# Aufgaben
1. Wie viele ganzseitige Miniaturen gehören laut dem Text über den Marienthaler Psalter zur Ausschmückung der Handschrift?
2. Führe den Text über den Marienthaler Psalter nach seinem letzten Satz fort.

Der Marienthaler Psalter bleibt in öffentlicher Hand!

Sächsische Landesbibliothek - Staats und Universitätsbibliothek Dresden

Der ‚St. Marienthaler Psalter‘ gehört zu den wenigen Luxus-Psalterien für die hochadlige Elite, die sich aus dem 13. Jahrhundert für Deutschland erhalten haben. Der reich mit Buchmalerei verzierte Privatpsalter entstand wohl um 1220–1230 in Franken für eine adlige Dame. Zur kostbaren Ausschmückung in Deckfarbenmalerei und Gold gehören sieben ganzseitige Miniaturen, zwölf einleitende Kalendertafeln mit illustrierenden Medaillons sowie aufwendig gestaltete Initialen am Beginn einzelner Psalmen. Dieser erlesene Buchschmuck verbindet den St. Marienthaler mit dem ‚Komburger Psalter‘ in Stuttgart und einem Missale in der British Library. Wie ein Erschließungsprojekt jüngst ergab, muss der Psalter bereits um 1300 in die Markgrafschaft Meißen gelangt sein: In einer Federprobe wird mit dem Burggrafen von Meißen ein hochrangiges Mitglied des regionalen Adels genannt. Damit erweist sich der ‚St. Marienthaler Psalter‘ als eines der extrem seltenen Zeugnisse hochadliger Buchkultur auf dem Gebiet des heutigen Sachsen aus der Zeit vor 1500 und gibt Einblicke in den kulturellen Austausch mit anderen Teilen des Reiches. Im 14. oder 15. Jahrhundert wurde der Psalter als fromme Gabe für das eigene Seelenheil an das Zisterzienserkloster Altzelle gestiftet. Altzelle, 35 km westlich von Dresden gelegen, war als Grablege der Markgrafen von Meißen das bedeutendste Kloster im sächsischen Raum. Auch die Meißner Burggrafen hatten dort ihr Familienbegräbnis. Als sich die Auflösung des Klosters im Zuge der Reformation 1539 anbahnte, verbrachte offenbar der letzte Abt den Psalter zusammen mit anderen besonders kostbaren oder wichtigen Handschriften in das Tochterkloster St. Marienthal bei Zittau, das damals zum katholischen Königreich Böhmen gehörte. In Marienthal wurde die Handschrift als besonderer Schatz bis in die Gegenwart gehütet. Dank der großzügigen Förderung durch die Ernst von Siemens Kunststiftung konnte der Codex mit seiner eminenten Bedeutung für die deutsche Kunst des 13. Jahrhunderts und die sächsische Landesgeschichte nun dauerhaft für die Öffentlichkeit und den Verbleib im Freistaat Sachsen gesichert werden.

# Daten
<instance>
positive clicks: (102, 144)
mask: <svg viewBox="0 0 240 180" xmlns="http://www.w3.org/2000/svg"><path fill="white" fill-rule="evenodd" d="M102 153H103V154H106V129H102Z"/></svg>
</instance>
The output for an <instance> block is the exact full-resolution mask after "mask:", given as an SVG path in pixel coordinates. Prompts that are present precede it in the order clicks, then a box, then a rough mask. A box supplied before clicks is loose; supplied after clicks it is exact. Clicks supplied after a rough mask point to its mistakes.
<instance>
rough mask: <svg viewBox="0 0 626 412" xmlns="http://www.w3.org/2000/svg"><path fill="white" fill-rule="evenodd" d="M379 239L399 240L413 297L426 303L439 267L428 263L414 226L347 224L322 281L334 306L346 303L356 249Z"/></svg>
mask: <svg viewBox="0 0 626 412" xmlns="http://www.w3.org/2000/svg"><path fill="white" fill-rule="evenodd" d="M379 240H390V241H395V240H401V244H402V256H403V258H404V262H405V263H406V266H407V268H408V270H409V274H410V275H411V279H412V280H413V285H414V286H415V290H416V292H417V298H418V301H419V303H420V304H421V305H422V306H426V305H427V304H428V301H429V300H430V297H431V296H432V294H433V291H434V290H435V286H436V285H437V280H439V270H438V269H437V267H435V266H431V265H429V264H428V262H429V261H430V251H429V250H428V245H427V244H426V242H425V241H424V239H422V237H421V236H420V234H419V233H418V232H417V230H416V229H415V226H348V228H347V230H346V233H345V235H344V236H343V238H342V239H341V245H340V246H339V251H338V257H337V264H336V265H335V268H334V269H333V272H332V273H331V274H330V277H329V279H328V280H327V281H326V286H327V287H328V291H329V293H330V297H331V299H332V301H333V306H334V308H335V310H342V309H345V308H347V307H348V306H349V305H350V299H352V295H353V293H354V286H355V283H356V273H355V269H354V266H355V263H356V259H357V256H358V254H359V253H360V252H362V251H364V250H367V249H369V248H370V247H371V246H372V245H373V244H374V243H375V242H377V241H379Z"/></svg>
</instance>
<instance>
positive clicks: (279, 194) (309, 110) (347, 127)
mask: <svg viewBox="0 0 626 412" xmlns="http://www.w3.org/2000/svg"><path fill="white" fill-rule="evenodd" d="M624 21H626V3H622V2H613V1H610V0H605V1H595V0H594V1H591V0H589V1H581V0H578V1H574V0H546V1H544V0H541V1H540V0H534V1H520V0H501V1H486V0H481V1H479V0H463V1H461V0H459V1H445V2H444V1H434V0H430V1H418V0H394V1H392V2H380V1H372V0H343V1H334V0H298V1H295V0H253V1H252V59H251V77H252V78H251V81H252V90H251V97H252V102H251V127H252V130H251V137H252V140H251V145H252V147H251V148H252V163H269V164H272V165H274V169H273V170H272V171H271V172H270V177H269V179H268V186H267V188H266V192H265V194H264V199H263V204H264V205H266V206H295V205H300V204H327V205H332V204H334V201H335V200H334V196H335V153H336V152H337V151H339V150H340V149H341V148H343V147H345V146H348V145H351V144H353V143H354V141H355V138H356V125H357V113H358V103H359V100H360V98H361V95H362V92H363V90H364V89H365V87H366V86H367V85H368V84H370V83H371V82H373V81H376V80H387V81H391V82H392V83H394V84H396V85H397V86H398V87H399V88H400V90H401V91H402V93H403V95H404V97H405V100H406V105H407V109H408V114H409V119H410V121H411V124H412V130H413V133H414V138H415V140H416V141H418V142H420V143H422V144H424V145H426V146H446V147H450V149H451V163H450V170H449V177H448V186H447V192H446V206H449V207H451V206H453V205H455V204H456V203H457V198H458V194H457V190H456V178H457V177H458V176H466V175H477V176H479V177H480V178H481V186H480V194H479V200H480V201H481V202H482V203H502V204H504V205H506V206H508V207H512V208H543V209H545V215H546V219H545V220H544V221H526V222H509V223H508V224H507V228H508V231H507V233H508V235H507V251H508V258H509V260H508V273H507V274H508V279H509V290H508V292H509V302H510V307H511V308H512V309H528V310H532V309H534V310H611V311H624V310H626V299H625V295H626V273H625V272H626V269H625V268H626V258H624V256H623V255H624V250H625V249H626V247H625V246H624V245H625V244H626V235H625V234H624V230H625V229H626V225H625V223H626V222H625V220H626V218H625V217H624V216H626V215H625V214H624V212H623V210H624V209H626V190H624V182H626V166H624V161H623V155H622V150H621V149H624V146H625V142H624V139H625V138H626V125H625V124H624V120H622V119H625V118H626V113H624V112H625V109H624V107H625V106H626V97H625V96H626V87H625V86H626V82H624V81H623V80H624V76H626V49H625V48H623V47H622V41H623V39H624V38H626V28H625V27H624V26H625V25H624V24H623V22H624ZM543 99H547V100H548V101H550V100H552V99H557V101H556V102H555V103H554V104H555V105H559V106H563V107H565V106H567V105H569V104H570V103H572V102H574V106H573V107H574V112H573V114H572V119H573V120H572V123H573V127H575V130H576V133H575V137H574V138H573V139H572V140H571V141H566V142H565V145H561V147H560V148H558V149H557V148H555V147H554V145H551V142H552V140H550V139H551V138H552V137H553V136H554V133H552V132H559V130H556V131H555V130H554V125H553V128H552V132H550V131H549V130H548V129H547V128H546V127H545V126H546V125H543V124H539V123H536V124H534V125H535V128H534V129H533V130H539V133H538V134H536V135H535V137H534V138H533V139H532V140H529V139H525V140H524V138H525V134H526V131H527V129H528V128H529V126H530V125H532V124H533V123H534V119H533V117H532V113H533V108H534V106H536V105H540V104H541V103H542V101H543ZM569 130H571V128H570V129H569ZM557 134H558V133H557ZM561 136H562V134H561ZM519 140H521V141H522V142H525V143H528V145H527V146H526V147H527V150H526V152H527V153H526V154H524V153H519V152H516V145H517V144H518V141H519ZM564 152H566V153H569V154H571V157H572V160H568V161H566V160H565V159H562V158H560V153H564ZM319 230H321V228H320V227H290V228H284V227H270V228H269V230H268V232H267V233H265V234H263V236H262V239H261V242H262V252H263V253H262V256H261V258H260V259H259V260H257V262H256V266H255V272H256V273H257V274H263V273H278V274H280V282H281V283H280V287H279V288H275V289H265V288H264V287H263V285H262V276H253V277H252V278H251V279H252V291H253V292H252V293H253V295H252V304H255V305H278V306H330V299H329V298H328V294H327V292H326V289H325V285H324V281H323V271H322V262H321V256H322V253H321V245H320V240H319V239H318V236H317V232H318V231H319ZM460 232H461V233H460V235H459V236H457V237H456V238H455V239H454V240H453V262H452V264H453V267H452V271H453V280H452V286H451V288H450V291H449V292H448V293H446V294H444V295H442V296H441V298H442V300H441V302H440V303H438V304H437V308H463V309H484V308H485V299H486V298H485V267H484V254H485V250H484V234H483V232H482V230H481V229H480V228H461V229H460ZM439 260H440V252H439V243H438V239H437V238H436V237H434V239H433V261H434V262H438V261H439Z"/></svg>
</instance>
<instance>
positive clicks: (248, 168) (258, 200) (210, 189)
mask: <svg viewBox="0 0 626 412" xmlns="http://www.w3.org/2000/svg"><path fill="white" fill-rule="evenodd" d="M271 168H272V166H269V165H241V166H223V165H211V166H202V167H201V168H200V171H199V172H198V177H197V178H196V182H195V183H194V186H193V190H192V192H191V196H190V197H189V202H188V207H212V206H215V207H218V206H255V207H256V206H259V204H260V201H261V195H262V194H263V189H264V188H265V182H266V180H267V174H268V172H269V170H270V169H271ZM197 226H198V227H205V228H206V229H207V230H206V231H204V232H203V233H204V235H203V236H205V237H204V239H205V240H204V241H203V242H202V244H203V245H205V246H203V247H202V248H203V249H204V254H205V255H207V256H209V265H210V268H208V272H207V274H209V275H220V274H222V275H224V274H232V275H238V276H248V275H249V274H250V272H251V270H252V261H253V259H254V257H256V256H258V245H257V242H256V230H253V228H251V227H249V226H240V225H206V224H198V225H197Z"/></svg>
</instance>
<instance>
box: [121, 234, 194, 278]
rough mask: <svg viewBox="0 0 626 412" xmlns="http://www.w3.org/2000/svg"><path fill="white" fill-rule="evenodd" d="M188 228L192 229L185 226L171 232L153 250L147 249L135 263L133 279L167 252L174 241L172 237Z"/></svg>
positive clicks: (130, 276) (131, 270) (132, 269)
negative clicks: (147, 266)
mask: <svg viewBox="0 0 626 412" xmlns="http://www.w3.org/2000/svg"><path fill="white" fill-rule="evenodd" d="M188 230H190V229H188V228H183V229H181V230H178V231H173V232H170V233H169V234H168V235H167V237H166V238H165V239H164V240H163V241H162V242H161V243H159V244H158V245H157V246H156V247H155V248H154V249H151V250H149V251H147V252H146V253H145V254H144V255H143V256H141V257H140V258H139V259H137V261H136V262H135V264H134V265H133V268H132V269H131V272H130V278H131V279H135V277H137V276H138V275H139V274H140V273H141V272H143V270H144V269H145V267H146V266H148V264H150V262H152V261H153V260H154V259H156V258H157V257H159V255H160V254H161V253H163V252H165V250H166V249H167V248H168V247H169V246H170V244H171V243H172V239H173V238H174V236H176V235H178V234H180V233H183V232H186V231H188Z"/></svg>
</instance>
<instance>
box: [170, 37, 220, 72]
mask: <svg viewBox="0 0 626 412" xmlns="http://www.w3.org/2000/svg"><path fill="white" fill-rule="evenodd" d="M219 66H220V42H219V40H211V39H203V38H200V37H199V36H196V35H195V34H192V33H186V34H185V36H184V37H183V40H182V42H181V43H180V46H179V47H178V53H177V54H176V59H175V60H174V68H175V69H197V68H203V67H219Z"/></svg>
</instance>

# Antworten je Aufgabe
1. Zur Ausschmückung gehören sieben ganzseitige Miniaturen.

2.
 

Christoph Mackert und Matthias Eifler

 

‚St. Marienthaler Psalter‘
Franken, um 1220–1230
Handschrift auf Pergament, 190 Folio, 21,5 x 15 cm, 7 ganzseitige Miniaturen, Holzdeckeleinband mit Lederbezug und Stempelprägung aus der Zeit um 1520/30
Sächsische Landesbibliothek – Staats- und Universitätsbibliothek Dresden, St. Marienthal F 5/31
Provenienz: Zisterzienserkloster Altzelle; seit ca. 1540 Zisterzienserinnenkloster St. Marienthal
Digitalisat: http://nbn-resolving.de/urn:nbn:de:bsz:14-db-id18010400796

Abbildungen:
1 fol. 8r, Jesu Taufe im Jordan mit der zeittypischen Darstellung eines Wasserbergs.
2 fol. 9r, Versuchung Jesu in der Wüste.
3 fol. 10r, Moses vor dem brennenden Dornbusch.
4 fol. 11r, Spaltleisteninitiale.
5 fol. 6r, Kalendar-Seite zum Monat November, auf dem Rand unten Nachtrag aus der Zeit um 1300 mit Nennung des Burggrafen von Meißen.